PROBLEM: All entries are to be given again verbatim.

RAW RECORDS:

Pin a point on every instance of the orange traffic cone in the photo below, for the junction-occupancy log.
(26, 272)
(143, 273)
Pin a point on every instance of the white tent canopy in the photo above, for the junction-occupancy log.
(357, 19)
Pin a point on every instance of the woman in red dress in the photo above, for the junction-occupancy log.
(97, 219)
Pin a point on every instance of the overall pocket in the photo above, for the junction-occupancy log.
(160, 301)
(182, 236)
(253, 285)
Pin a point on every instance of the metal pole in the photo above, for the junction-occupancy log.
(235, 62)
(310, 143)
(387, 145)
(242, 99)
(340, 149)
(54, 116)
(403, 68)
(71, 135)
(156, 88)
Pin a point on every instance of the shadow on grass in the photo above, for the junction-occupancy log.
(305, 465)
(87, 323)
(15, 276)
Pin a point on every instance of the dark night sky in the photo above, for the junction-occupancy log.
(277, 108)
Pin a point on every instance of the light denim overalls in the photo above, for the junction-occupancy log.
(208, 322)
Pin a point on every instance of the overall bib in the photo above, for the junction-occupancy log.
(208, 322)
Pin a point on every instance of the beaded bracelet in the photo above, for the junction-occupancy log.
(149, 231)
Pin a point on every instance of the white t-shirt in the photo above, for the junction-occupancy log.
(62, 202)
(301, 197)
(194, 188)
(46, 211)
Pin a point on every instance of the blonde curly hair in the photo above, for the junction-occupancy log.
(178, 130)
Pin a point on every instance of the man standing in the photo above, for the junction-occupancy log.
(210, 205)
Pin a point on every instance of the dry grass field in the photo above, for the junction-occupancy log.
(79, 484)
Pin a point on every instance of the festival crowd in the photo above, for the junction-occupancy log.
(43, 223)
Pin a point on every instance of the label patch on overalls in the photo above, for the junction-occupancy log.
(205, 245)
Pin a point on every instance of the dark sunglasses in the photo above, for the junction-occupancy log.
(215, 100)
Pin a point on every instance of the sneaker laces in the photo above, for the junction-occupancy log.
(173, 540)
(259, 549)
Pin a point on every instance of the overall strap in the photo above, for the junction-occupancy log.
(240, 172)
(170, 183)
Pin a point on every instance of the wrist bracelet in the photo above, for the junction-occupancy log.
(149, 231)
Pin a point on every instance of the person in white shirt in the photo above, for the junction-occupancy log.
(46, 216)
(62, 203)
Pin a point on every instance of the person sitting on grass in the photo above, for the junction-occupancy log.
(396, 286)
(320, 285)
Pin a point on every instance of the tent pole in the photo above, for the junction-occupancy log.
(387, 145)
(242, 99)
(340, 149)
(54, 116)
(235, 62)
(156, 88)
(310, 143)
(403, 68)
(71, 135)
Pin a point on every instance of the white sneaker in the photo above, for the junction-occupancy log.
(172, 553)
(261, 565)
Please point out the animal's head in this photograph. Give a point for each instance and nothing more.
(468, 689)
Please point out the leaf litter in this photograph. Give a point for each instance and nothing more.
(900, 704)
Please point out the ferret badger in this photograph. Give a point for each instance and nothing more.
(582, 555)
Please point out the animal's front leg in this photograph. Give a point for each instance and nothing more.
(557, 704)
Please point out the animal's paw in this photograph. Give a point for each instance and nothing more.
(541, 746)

WORKED SOLUTION:
Pin a point on every instance of the orange traffic cone in the photo below, for the junction-occupancy log.
(26, 272)
(143, 273)
Pin a point on every instance of the white tent canopy in the photo above, for the junction-occupancy log.
(357, 19)
Pin a point on every instance of the woman in red dress in the photo above, for the junction-occupancy log.
(97, 219)
Pin a point on every instance of the overall pocket in the photo above, for the junction-occupancy log.
(160, 301)
(182, 236)
(253, 285)
Pin a point on every instance of the metal pole in the photo above, for the junction-occupancy log.
(235, 62)
(310, 143)
(387, 145)
(242, 99)
(340, 149)
(54, 116)
(403, 68)
(71, 135)
(156, 88)
Pin a point on every instance of the shadow on grass in the photo above, for the junction-occupancy log.
(305, 465)
(87, 323)
(15, 276)
Pin a point on every instance of the dark night sky in the photo above, for the junction-occupancy log.
(277, 108)
Pin a point on every instance of the light denim overalls in the photo above, for the junction-occupancy log.
(208, 322)
Pin a point on every instance of the overall bib in the photo above, for the junction-occupancy log.
(208, 322)
Pin a point on every instance of the beaded bracelet in the photo above, for the junction-occupancy log.
(149, 231)
Pin a point on every instance of the white t-shirt in the photo above, for the junction-occupancy log.
(62, 202)
(301, 197)
(194, 188)
(46, 211)
Pin a point on every instance of the blonde curly hair in the photo above, for the junction-occupancy log.
(178, 130)
Pin a point on every instance of the man standing in the photo above, for the junction-occupancy log.
(210, 205)
Pin a point on every instance of the dry grass field in the photo above, for the junction-occupancy log.
(79, 484)
Pin a point on every instance of the festival crowd in the photo above, for the junction-occupancy log.
(43, 223)
Pin a point on every instance of the label patch on overalls in the photo above, for the junction-occupancy log.
(205, 245)
Pin a point on every instance of the dark sunglasses in the photo above, for the junction-occupancy log.
(215, 100)
Pin a point on every instance of the sneaker laces in the photo above, for the junction-occupancy log.
(173, 540)
(259, 549)
Pin a point on every instance of the overall strap in the photo above, for the junction-occupancy log.
(240, 172)
(170, 183)
Pin a point on every instance of the wrist bracelet in the photo above, for the junction-occupancy log.
(149, 231)
Pin a point on every instance of the person in white shirt in the photo above, for the junction-occupancy log.
(46, 216)
(62, 203)
Pin a point on every instance of the person sitting on grass in the photo above, for the junction-occupancy log.
(396, 286)
(320, 285)
Pin a point on every instance of the tent pole in the photo above, for the junction-occupancy log.
(387, 145)
(242, 99)
(340, 149)
(54, 116)
(235, 62)
(156, 88)
(310, 143)
(403, 68)
(71, 135)
Pin a point on every instance of the white sneaker in the photo above, for the junction-occupancy log.
(172, 553)
(261, 565)
Please point out the animal's head in this photograph. Give a point for each instance and nothing more.
(468, 689)
Please point out the leaf litter in this photograph. Give a point for each instance and nothing more.
(900, 704)
Please point out the ferret badger in this photograph. Give a point for each instance and nothing more.
(582, 555)
Please point out the animal's front leg in this photograph. Give a point for each instance and nothing more.
(557, 704)
Please point out the animal's paw in this photograph. Give a point for each instance and nothing more.
(541, 746)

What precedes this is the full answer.